*Directions*: Swap "plant stem" for "flower stem" in the stretch from the line that contains "Where can the plant" through the end of the items, and give those lines again with nothing else altered.

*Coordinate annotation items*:
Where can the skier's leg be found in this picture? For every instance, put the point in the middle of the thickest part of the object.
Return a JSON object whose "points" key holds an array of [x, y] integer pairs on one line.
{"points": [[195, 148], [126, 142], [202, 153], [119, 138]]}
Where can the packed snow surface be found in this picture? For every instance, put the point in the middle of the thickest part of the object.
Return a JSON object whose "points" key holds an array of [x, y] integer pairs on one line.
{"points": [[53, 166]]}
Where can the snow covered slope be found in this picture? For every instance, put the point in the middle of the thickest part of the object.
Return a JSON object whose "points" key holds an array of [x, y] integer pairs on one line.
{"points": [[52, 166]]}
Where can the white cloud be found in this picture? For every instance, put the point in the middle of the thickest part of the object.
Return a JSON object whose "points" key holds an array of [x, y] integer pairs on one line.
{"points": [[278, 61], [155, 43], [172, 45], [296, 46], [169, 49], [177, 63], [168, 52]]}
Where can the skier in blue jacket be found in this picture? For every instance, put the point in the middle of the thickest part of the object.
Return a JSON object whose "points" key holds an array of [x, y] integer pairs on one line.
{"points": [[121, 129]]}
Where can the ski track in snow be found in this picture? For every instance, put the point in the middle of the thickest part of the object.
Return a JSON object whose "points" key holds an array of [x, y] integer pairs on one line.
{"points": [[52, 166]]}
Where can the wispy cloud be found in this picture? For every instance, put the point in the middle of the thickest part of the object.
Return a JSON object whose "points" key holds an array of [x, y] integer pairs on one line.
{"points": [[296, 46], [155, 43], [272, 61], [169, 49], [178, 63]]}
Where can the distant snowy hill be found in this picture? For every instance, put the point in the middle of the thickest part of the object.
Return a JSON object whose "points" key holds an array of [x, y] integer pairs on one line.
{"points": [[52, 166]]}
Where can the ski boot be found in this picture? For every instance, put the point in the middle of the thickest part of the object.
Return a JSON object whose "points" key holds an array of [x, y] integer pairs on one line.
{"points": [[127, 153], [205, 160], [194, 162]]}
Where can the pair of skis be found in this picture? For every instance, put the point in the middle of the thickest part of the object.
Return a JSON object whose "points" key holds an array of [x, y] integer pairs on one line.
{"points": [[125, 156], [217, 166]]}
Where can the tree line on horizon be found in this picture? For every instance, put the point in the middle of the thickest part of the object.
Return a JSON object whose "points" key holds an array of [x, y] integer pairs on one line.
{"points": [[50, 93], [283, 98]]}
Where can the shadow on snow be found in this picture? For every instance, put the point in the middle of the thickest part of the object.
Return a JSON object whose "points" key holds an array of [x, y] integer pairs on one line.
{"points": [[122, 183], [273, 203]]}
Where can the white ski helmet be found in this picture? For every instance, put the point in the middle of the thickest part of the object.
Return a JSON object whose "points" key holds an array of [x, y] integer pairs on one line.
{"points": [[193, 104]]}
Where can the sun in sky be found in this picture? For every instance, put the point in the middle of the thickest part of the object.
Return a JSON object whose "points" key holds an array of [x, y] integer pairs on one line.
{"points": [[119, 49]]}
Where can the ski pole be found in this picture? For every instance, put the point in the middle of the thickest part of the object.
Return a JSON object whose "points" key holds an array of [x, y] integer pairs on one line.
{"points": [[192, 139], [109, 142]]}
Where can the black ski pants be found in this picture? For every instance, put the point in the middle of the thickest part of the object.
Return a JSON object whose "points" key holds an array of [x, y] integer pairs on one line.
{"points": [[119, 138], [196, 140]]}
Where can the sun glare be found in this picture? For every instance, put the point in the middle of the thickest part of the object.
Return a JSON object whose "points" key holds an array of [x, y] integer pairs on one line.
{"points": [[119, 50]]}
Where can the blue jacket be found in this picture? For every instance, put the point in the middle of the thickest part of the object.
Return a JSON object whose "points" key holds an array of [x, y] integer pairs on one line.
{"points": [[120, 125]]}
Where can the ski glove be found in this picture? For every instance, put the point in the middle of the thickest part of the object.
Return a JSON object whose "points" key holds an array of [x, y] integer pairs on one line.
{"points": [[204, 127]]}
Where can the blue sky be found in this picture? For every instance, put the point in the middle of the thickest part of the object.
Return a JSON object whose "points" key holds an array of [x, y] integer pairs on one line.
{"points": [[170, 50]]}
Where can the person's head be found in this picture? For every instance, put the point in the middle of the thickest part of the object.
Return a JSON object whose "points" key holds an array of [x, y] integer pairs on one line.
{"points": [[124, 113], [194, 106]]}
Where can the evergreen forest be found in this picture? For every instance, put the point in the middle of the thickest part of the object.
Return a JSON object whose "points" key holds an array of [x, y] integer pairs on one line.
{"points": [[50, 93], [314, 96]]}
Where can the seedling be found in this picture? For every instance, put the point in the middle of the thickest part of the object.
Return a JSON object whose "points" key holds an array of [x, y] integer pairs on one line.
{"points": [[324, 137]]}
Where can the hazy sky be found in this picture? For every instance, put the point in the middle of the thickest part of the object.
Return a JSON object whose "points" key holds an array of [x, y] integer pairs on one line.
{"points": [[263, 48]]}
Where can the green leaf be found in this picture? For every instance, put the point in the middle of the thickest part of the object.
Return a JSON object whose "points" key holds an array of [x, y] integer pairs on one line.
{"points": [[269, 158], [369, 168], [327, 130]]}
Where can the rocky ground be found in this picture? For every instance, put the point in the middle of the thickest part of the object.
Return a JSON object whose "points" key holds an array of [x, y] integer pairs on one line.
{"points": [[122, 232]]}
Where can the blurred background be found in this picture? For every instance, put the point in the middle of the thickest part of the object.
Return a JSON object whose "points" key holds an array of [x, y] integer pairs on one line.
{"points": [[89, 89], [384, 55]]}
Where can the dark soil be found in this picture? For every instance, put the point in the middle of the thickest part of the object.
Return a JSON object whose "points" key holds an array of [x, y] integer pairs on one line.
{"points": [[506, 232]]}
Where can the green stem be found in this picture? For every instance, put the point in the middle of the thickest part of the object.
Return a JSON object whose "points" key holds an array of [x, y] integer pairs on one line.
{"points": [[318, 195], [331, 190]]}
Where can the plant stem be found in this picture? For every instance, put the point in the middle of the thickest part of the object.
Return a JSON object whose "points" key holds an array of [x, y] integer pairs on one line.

*Solution*:
Where can the flower stem be found in this picture? For every instance, put the point in the middle of the thickest part of the object.
Return a JSON object whose "points" key holds an array of [x, y] integer pairs on one line.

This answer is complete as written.